Each line of the data should be duplicated precisely.

[Referring expression data]
>>

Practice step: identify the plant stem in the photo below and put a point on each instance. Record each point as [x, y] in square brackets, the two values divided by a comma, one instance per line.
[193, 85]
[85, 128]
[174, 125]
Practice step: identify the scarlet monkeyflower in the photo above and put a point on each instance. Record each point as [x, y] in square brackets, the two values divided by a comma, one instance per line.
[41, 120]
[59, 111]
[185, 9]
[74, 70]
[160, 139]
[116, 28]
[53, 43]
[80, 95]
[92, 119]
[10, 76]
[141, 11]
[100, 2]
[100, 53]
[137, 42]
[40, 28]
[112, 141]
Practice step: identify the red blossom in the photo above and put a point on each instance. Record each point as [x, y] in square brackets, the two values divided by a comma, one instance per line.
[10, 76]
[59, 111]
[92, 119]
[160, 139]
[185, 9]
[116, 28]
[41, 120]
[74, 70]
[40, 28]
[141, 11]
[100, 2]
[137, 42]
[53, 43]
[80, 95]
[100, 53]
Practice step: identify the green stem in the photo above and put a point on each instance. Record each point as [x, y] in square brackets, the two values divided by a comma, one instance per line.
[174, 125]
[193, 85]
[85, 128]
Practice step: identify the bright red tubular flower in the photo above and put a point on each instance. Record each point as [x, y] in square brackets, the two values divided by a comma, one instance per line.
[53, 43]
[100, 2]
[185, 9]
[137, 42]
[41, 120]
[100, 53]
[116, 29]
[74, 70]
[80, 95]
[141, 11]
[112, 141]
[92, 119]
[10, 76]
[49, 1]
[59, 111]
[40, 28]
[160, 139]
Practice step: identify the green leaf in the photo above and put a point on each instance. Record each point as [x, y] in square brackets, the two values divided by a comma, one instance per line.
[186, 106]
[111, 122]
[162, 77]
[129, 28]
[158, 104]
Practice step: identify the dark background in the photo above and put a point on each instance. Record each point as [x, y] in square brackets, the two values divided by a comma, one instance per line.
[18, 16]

<<

Result
Practice step: identify the plant stem in the photo below and put a point on each instance. Record each point as [x, y] in square brackets, the two values divided by a comma, one instance per line.
[193, 85]
[85, 128]
[174, 125]
Practice step: identify the scarlet monkeyflower in the photo above and put a point on each instance. Record each point as [x, y] in square brackets, the two values divided by a comma, one instance per line.
[41, 120]
[59, 111]
[185, 9]
[74, 70]
[160, 139]
[116, 28]
[53, 43]
[80, 95]
[92, 119]
[10, 76]
[141, 11]
[100, 2]
[100, 53]
[137, 42]
[40, 28]
[112, 141]
Practice step: identify the red blossom in the photo above and put a point on each instance. Record each point as [x, y] in square brackets, the two values divided by a comma, one instance per line.
[10, 76]
[59, 111]
[92, 119]
[160, 139]
[185, 9]
[116, 28]
[41, 120]
[74, 70]
[40, 28]
[141, 11]
[100, 2]
[137, 42]
[53, 43]
[80, 95]
[100, 53]
Practice step: identify the green stem in the photo above and put a point on each instance. Record each point as [x, y] in square brackets, the two values divided by a comma, one instance per line.
[174, 125]
[193, 85]
[85, 128]
Practice step: identify the bright red tubular flower in the photo above and put a point on each instance. Record each point as [x, y] in square brackets, the two values divided by a comma, one instance per line.
[53, 43]
[100, 2]
[185, 9]
[137, 42]
[41, 120]
[100, 53]
[116, 29]
[74, 70]
[80, 95]
[141, 11]
[112, 141]
[92, 119]
[10, 76]
[49, 1]
[59, 111]
[40, 28]
[160, 139]
Practice step: identify the green leaf in the photo above and put a point on each instance. Record each point as [x, y] in square brackets, the two values divided by a comma, one instance per line.
[186, 106]
[111, 122]
[162, 77]
[129, 28]
[158, 104]
Practice step: identify the dark background in the photo above and put a point on each instance. Record each point as [x, y] in square brackets, the two values divided by a comma, one instance per line.
[18, 16]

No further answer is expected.